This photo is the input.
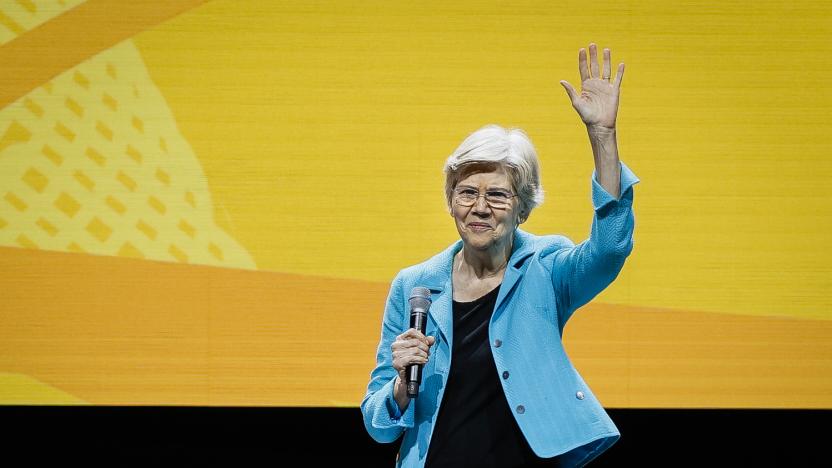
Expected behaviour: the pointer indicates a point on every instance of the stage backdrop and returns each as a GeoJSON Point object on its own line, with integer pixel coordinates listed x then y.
{"type": "Point", "coordinates": [204, 203]}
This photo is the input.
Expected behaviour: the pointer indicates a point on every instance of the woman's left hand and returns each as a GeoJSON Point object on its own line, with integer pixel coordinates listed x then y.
{"type": "Point", "coordinates": [597, 103]}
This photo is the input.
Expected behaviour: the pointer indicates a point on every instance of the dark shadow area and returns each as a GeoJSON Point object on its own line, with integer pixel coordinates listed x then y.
{"type": "Point", "coordinates": [183, 436]}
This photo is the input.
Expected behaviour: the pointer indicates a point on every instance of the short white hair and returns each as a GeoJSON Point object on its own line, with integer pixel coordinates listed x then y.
{"type": "Point", "coordinates": [495, 145]}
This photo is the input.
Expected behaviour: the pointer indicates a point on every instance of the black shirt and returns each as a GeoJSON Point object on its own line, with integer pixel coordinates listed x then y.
{"type": "Point", "coordinates": [475, 427]}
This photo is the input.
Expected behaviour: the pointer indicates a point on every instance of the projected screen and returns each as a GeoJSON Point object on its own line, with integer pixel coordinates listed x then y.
{"type": "Point", "coordinates": [204, 203]}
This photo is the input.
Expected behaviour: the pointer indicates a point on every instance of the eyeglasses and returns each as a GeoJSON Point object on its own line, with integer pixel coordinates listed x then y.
{"type": "Point", "coordinates": [495, 198]}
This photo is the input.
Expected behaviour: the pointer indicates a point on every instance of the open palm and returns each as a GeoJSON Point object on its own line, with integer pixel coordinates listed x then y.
{"type": "Point", "coordinates": [597, 103]}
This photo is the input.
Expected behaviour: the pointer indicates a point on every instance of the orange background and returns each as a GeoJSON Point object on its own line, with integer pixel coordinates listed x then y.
{"type": "Point", "coordinates": [203, 203]}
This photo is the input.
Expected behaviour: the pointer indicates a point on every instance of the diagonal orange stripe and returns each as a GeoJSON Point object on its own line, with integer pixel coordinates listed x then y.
{"type": "Point", "coordinates": [37, 56]}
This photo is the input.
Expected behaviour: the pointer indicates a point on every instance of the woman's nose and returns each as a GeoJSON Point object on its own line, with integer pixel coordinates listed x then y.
{"type": "Point", "coordinates": [481, 206]}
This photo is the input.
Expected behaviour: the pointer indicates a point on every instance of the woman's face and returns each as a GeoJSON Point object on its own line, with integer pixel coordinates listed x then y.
{"type": "Point", "coordinates": [480, 226]}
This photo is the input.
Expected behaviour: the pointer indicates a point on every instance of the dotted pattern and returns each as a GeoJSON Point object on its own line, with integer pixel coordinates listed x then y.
{"type": "Point", "coordinates": [93, 162]}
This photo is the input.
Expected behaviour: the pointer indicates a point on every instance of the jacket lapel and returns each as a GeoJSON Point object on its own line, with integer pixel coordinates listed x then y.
{"type": "Point", "coordinates": [522, 249]}
{"type": "Point", "coordinates": [437, 278]}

The request: Give the material again exactly as it is, but keep the pictures out.

Solution to this exercise:
This photo is the input.
Expected behaviour: the pointer indicates a point on every instance of the stage backdrop and returns each as a GeoJSON Point object on its own line, with integer pixel coordinates listed x then y.
{"type": "Point", "coordinates": [204, 203]}
This photo is the input.
Expected behaviour: the pointer indicates a point on every instance of the woman's left hand and returns each as a GeoJSON Point object on its own line, with integer pixel coordinates listed x then y.
{"type": "Point", "coordinates": [597, 103]}
This photo is the input.
Expected behaviour: the pointer indicates a point on every instance of the dark shadow area and returns each as a GeoJSON Point object on its own line, with integer pixel coordinates listed x then y.
{"type": "Point", "coordinates": [183, 436]}
This photo is the input.
Expected behaviour: the pointer indicates a point on every instance of the short white hair and returns each as a GeoJSON Point object on its own line, with integer pixel coordinates listed x then y.
{"type": "Point", "coordinates": [495, 145]}
This photo is the input.
Expected behaviour: the pointer indicates a point on every instance of the black shirt and returns each as a GeoJSON Point object on its own line, with integer pixel coordinates listed x then y.
{"type": "Point", "coordinates": [475, 427]}
This photo is the input.
Expected behaviour: the pointer indicates a point on every instance of the projected screen and returns each as a GeoJSON Point object on its own line, with integer pixel coordinates listed x then y.
{"type": "Point", "coordinates": [204, 203]}
This photo is the input.
Expected behaviour: the pointer indicates a point on every instance of the eyeglasses and returns each as a GeoJSON Point object on its own line, with integer pixel coordinates listed x then y.
{"type": "Point", "coordinates": [495, 198]}
This photo is the input.
Expected behaviour: the pointer indicates a point on every instance of the open palm and returns each as a GeoJSON Point object on its own line, with integer pixel coordinates listed x then y.
{"type": "Point", "coordinates": [597, 103]}
This photo is the input.
Expected behaviour: the pointer indicates a point on every instance of the orange background and returns each as a GeoJSON Point object on its own line, with integer pixel coordinates listed x then y.
{"type": "Point", "coordinates": [203, 203]}
This photo is the input.
Expected behaviour: the pointer indicates a point on every instance of the diagonal orange stripe and returns each as a GeoJSON Point object on its own line, with integer pixel coordinates listed x then y.
{"type": "Point", "coordinates": [37, 56]}
This photo is the input.
Expected behaviour: the pointer indicates a point on every instance of the woman's nose and returns each as a GeoJSON Point object on its own line, with integer pixel coordinates listed x then y.
{"type": "Point", "coordinates": [481, 206]}
This photo is the input.
Expected behaviour: the pointer indicates a point on every instance of the woman's face and returns each as a GeoJSON Point object on its own line, with integer pixel coordinates listed x then y.
{"type": "Point", "coordinates": [480, 226]}
This photo is the input.
Expected behaviour: the pointer indicates a point on every instance of the dotted pattern and returns each as a GeoJSON Point object on its own line, with integer pixel coordinates listed x then y.
{"type": "Point", "coordinates": [93, 162]}
This photo is the input.
Expected behaviour: the pointer indicates a point on every instance of the jacket lapel and returns each as a GeoJSON Point object on its own line, with integer pixel coordinates listed x then y.
{"type": "Point", "coordinates": [522, 249]}
{"type": "Point", "coordinates": [437, 278]}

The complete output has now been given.